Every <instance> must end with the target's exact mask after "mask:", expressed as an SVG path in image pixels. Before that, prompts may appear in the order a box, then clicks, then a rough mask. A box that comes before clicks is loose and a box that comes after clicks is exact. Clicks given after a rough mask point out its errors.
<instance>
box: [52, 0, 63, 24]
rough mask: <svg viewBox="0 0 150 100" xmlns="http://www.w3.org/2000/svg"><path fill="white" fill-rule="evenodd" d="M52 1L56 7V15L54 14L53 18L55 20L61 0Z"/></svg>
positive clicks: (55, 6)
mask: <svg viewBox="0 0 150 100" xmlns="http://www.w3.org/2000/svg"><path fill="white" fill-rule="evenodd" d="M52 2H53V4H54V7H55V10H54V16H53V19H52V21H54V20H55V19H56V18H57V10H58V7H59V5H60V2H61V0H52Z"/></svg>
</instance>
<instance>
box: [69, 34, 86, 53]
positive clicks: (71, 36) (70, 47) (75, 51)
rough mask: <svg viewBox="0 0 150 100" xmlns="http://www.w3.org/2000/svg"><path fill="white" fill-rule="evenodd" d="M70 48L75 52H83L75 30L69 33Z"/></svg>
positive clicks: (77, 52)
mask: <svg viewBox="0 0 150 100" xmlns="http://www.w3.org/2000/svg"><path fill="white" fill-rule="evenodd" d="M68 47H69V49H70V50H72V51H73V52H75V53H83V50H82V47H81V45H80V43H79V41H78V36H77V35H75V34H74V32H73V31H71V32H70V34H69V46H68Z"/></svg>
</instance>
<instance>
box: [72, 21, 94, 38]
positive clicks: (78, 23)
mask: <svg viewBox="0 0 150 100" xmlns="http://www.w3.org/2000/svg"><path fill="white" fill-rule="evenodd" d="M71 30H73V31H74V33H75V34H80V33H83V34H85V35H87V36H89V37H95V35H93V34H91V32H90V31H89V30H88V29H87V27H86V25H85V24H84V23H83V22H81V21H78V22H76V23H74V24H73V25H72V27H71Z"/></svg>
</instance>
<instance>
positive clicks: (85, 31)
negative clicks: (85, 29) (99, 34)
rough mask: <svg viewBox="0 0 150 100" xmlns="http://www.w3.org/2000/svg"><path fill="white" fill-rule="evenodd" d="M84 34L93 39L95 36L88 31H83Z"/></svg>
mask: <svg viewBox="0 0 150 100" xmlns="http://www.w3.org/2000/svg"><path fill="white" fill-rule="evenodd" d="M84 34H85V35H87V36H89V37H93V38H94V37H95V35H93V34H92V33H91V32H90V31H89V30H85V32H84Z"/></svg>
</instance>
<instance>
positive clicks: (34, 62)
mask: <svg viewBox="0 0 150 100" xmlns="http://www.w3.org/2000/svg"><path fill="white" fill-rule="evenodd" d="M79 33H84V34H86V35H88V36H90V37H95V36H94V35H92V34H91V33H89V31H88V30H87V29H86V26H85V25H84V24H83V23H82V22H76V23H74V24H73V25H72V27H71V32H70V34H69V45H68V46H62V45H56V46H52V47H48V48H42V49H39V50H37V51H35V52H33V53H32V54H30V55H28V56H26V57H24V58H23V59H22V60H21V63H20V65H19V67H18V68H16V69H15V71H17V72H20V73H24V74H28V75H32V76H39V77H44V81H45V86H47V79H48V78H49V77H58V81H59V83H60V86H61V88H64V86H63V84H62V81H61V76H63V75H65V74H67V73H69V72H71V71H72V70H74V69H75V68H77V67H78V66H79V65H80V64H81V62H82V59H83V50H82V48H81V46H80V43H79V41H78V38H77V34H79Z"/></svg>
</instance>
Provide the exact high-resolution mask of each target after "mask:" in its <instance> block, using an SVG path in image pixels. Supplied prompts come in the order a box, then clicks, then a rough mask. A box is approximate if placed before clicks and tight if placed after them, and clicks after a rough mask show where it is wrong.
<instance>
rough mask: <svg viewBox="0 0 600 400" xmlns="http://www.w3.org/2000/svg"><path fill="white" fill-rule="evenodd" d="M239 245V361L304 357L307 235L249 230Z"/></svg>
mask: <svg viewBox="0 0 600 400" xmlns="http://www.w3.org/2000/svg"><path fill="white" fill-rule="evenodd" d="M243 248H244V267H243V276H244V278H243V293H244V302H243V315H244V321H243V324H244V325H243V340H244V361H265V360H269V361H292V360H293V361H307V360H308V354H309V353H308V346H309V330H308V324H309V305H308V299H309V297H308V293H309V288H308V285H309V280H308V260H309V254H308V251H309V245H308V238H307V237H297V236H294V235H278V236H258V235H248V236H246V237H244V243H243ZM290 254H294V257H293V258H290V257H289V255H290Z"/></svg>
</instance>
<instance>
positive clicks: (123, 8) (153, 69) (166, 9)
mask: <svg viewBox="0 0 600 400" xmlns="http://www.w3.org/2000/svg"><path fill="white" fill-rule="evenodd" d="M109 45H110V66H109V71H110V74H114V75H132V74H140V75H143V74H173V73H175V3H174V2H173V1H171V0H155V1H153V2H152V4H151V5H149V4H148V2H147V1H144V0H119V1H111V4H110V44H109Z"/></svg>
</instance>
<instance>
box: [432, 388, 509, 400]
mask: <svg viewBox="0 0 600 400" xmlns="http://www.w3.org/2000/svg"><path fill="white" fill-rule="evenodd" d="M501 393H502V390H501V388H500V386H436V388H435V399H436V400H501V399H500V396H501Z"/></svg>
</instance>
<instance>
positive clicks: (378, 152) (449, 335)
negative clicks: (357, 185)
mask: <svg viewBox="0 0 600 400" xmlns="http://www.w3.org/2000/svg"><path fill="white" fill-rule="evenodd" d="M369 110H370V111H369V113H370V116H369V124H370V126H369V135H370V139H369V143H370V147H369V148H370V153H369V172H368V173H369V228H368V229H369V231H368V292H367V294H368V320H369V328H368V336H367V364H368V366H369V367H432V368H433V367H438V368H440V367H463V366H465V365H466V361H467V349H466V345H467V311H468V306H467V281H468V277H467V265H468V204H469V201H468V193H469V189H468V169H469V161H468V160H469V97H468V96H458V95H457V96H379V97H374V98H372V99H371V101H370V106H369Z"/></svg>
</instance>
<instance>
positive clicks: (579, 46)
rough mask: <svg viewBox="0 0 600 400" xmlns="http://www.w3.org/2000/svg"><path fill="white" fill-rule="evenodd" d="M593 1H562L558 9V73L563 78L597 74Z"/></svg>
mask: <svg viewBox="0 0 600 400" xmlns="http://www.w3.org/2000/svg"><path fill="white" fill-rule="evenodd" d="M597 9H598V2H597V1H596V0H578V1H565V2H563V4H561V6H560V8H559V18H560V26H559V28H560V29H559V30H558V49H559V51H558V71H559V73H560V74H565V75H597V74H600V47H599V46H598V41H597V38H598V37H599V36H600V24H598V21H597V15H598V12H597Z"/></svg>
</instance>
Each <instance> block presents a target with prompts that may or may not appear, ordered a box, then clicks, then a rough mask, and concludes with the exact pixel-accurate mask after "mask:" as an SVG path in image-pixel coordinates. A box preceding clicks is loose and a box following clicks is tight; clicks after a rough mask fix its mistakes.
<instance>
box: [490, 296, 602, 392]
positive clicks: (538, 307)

==============================

Yukarıdaki satırların hepsini yeniden yazın ve "rough mask" ifadesinin geçtiği her yere "coarse mask" koyun. Başka hiçbir şeyi değiştirmeyin.

Every <instance> must end with the target's exact mask after "mask:", expressed as an SVG path in image pixels. Before that, prompts may appear in the order a box, then clicks, then a coarse mask. A box that comes before clicks is loose and a box that comes after clicks is exact. Clicks given after a coarse mask point out its errors.
<instance>
box: [52, 0, 63, 24]
coarse mask: <svg viewBox="0 0 150 100" xmlns="http://www.w3.org/2000/svg"><path fill="white" fill-rule="evenodd" d="M52 1L56 7V15L54 14L53 18L55 20L61 0Z"/></svg>
positive clicks: (55, 6)
mask: <svg viewBox="0 0 150 100" xmlns="http://www.w3.org/2000/svg"><path fill="white" fill-rule="evenodd" d="M52 2H53V4H54V7H55V10H54V16H53V19H52V21H54V20H55V19H56V18H57V10H58V7H59V5H60V2H61V0H52Z"/></svg>
</instance>
<instance>
box: [69, 34, 86, 53]
positive clicks: (71, 36) (70, 47) (75, 51)
coarse mask: <svg viewBox="0 0 150 100" xmlns="http://www.w3.org/2000/svg"><path fill="white" fill-rule="evenodd" d="M70 48L75 52H83L75 30L69 33Z"/></svg>
positive clicks: (77, 52)
mask: <svg viewBox="0 0 150 100" xmlns="http://www.w3.org/2000/svg"><path fill="white" fill-rule="evenodd" d="M68 47H69V49H70V50H72V51H73V52H75V53H83V50H82V47H81V45H80V43H79V41H78V36H77V35H75V34H74V32H73V31H71V32H70V34H69V46H68Z"/></svg>
</instance>
<instance>
box: [72, 21, 94, 38]
positive clicks: (78, 23)
mask: <svg viewBox="0 0 150 100" xmlns="http://www.w3.org/2000/svg"><path fill="white" fill-rule="evenodd" d="M71 30H73V31H74V33H75V34H80V33H83V34H85V35H87V36H89V37H95V35H93V34H91V32H90V31H89V30H88V29H87V27H86V25H85V24H84V23H83V22H81V21H78V22H76V23H74V24H73V25H72V27H71Z"/></svg>
</instance>
<instance>
positive clicks: (85, 31)
negative clicks: (85, 29) (99, 34)
coarse mask: <svg viewBox="0 0 150 100" xmlns="http://www.w3.org/2000/svg"><path fill="white" fill-rule="evenodd" d="M84 34L93 39L95 36L88 31H83Z"/></svg>
mask: <svg viewBox="0 0 150 100" xmlns="http://www.w3.org/2000/svg"><path fill="white" fill-rule="evenodd" d="M84 34H85V35H87V36H89V37H93V38H94V37H95V35H93V34H92V33H91V32H90V31H89V30H85V32H84Z"/></svg>
</instance>
<instance>
positive clicks: (34, 62)
mask: <svg viewBox="0 0 150 100" xmlns="http://www.w3.org/2000/svg"><path fill="white" fill-rule="evenodd" d="M79 33H84V34H86V35H88V36H90V37H95V36H94V35H92V34H91V33H89V31H88V30H87V29H86V26H85V25H84V24H83V23H82V22H76V23H74V24H73V25H72V27H71V32H70V34H69V45H68V46H62V45H56V46H52V47H48V48H42V49H39V50H37V51H35V52H33V53H32V54H30V55H28V56H26V57H24V58H23V59H22V60H21V63H20V65H19V67H18V68H16V69H15V71H17V72H20V73H24V74H28V75H32V76H39V77H44V81H45V86H47V79H48V78H49V77H58V81H59V83H60V86H61V88H64V86H63V84H62V81H61V76H63V75H65V74H67V73H69V72H71V71H72V70H74V69H75V68H77V67H78V66H79V65H80V64H81V62H82V59H83V50H82V48H81V46H80V43H79V41H78V38H77V34H79Z"/></svg>
</instance>
Provide the exact high-resolution mask of each target after "mask:" in its <instance> block, using an SVG path in image pixels. Supplied prompts come in the order a box, then clicks, then a coarse mask. A box is approximate if placed before clicks and tight if placed after them, and clicks after a coarse mask show where it is wrong.
<instance>
coarse mask: <svg viewBox="0 0 600 400" xmlns="http://www.w3.org/2000/svg"><path fill="white" fill-rule="evenodd" d="M239 245V361L304 357L307 235L249 230Z"/></svg>
mask: <svg viewBox="0 0 600 400" xmlns="http://www.w3.org/2000/svg"><path fill="white" fill-rule="evenodd" d="M243 248H244V267H243V276H244V278H243V293H244V302H243V315H244V321H243V324H244V325H243V340H244V361H265V360H269V361H292V360H293V361H307V360H308V354H309V353H308V346H309V330H308V324H309V305H308V299H309V297H308V293H309V288H308V285H309V280H308V260H309V254H308V251H309V245H308V238H307V237H297V236H294V235H278V236H258V235H248V236H246V237H244V243H243ZM290 254H294V257H293V258H290V257H289V255H290Z"/></svg>
</instance>
<instance>
positive clicks: (123, 8) (153, 69) (166, 9)
mask: <svg viewBox="0 0 600 400" xmlns="http://www.w3.org/2000/svg"><path fill="white" fill-rule="evenodd" d="M109 45H110V66H109V71H110V74H114V75H132V74H140V75H143V74H173V73H175V3H174V2H173V1H171V0H155V1H153V2H152V4H151V5H149V4H148V2H147V1H144V0H119V1H111V4H110V44H109Z"/></svg>
</instance>
<instance>
box: [432, 388, 509, 400]
mask: <svg viewBox="0 0 600 400" xmlns="http://www.w3.org/2000/svg"><path fill="white" fill-rule="evenodd" d="M501 393H502V390H501V388H500V386H436V388H435V399H436V400H501V399H500V396H501Z"/></svg>
</instance>
<instance>
positive clicks: (378, 152) (449, 335)
negative clicks: (357, 185)
mask: <svg viewBox="0 0 600 400" xmlns="http://www.w3.org/2000/svg"><path fill="white" fill-rule="evenodd" d="M369 110H370V111H369V113H370V116H369V124H370V126H369V135H370V139H369V143H370V147H369V148H370V153H369V172H368V173H369V228H368V229H369V231H368V292H367V294H368V320H369V328H368V336H367V364H368V366H369V367H432V368H433V367H438V368H440V367H463V366H465V365H466V361H467V349H466V345H467V311H468V306H467V281H468V277H467V265H468V204H469V201H468V193H469V189H468V169H469V161H468V160H469V97H468V96H458V95H457V96H379V97H374V98H372V99H371V101H370V106H369Z"/></svg>
</instance>
<instance>
positive clicks: (579, 46)
coarse mask: <svg viewBox="0 0 600 400" xmlns="http://www.w3.org/2000/svg"><path fill="white" fill-rule="evenodd" d="M593 1H562L558 9V73L563 78L597 74Z"/></svg>
mask: <svg viewBox="0 0 600 400" xmlns="http://www.w3.org/2000/svg"><path fill="white" fill-rule="evenodd" d="M597 9H598V2H597V1H596V0H578V1H565V2H563V4H561V6H560V8H559V18H560V26H559V28H560V29H559V30H558V49H559V51H558V71H559V73H560V74H565V75H597V74H600V47H599V46H598V41H597V38H598V37H599V36H600V24H598V21H597V15H598V12H597Z"/></svg>
</instance>
Each <instance> block presents a target with prompts that may or may not appear, ordered a box, then clicks, then a coarse mask, and concludes with the exact pixel-accurate mask after "mask:" as an SVG path in image-pixel coordinates. A box preceding clicks is loose and a box following clicks is tight; clicks after a coarse mask fix its mistakes.
<instance>
box: [490, 296, 602, 392]
positive clicks: (538, 307)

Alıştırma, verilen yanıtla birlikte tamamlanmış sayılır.